### Task to carry out
Please rewrite the lines below, from the one containing "Could you point at the dark wet" through the last line, both ends included, keeping the requests unchanged. Multiply every x,y coordinate in the answers by 2.5 and round each result to a whole number, with halves rounded up, but leave the format sample numbers as they are.

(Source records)
########
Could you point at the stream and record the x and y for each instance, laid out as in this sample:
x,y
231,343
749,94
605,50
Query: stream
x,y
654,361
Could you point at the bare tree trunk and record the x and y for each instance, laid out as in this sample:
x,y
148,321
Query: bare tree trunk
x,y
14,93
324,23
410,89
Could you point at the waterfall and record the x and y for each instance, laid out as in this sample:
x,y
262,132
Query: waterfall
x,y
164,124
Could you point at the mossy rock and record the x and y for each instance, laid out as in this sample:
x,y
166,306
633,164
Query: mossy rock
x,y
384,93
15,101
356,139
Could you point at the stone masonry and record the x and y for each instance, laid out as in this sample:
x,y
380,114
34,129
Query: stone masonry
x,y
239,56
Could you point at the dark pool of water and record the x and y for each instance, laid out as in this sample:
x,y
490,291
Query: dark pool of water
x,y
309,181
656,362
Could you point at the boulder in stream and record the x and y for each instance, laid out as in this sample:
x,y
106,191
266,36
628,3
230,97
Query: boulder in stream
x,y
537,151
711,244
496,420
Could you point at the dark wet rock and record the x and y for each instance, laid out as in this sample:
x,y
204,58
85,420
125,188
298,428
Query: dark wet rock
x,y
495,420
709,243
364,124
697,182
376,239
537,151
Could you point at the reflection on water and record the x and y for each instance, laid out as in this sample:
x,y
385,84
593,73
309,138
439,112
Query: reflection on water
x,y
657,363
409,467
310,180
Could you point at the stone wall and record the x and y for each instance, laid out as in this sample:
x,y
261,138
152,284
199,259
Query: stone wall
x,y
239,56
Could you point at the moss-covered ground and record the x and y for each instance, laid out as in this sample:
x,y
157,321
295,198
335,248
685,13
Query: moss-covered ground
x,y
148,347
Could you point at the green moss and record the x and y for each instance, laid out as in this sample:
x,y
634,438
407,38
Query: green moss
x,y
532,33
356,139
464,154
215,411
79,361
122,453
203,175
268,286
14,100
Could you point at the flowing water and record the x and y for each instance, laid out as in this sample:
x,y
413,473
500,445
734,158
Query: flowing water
########
### Answer to this problem
Could you point at the dark wet rock and record the x and y for each instance, laid out as in this sample:
x,y
204,58
85,420
125,188
298,428
Query: dark wet rock
x,y
1238,1050
1773,608
910,310
1743,455
940,598
1343,378
Could you point at the reflection on water and record the x and y for each instance, laid out as in this sample:
x,y
385,84
593,73
309,138
439,112
Query: reflection on water
x,y
1643,908
1023,1168
775,450
Could you point at the stone wall and record the x and y for each instance, laid out as in this sample:
x,y
261,138
152,284
199,259
Query: stone wall
x,y
598,140
Could you point at the moss-covered ground and record the x and y for each instance, laid out as in this sample:
x,y
157,321
295,198
335,248
685,13
Query: moss-covered ground
x,y
370,868
Could you point at the green moss and record the x and y for each instance, laid out as in this sample:
x,y
634,438
407,38
Query: green moss
x,y
1330,83
890,348
1160,385
538,1028
198,903
305,1133
508,438
670,715
35,250
Could you point at the flowing water and record the x and y for each instance, laid out as in this sample:
x,y
413,473
500,445
734,158
Query: flowing water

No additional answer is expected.